What you should do: Quote precisely the final stretch of the listing: start at the line containing "[indicate] the shadow" and stop after the last line.

▼

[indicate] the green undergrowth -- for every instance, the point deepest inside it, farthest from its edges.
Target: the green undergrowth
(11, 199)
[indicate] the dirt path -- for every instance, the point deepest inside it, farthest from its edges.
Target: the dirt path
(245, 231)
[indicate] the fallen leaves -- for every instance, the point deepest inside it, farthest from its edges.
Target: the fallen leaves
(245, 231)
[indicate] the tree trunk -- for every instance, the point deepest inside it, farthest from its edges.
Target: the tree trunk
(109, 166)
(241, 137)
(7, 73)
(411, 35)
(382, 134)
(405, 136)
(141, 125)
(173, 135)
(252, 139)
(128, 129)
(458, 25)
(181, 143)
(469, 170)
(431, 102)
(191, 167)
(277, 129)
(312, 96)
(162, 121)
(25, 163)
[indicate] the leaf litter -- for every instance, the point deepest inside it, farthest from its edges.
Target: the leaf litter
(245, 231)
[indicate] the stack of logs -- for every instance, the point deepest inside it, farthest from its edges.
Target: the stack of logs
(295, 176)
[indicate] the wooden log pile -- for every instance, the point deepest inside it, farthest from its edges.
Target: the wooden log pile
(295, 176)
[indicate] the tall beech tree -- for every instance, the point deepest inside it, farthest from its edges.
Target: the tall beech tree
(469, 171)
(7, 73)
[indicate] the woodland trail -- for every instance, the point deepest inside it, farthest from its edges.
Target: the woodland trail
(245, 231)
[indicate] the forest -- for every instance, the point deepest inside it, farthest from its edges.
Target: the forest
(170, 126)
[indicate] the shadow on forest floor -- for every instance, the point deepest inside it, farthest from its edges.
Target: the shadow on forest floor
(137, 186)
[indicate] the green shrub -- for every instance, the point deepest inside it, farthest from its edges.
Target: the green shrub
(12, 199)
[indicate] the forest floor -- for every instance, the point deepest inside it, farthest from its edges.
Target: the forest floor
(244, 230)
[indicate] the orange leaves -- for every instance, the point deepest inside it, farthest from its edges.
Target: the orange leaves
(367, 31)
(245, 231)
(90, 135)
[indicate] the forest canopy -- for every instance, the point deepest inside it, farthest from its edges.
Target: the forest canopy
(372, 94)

▲

The solution:
[indicate] the shadow on forest floor -- for every instance, the point deepest inside it, farthest from its edges.
Target: the shadow on forest floor
(137, 186)
[indicate] the green shrub -- for every instance, the point deepest inside it, farthest from its edges.
Target: the green shrub
(12, 199)
[indicate] the forest floor -- for every instance, the point deepest inside it, farthest from its edges.
Target: the forest floor
(244, 230)
[indicate] the orange leaves -- for every instance, the point deepest inside it, farthest from its edges.
Target: the orange leaves
(367, 31)
(245, 231)
(90, 135)
[indicate] the forest canopy -- for every instance, the point deepest inside it, farthest from its edges.
Target: the forest canopy
(372, 94)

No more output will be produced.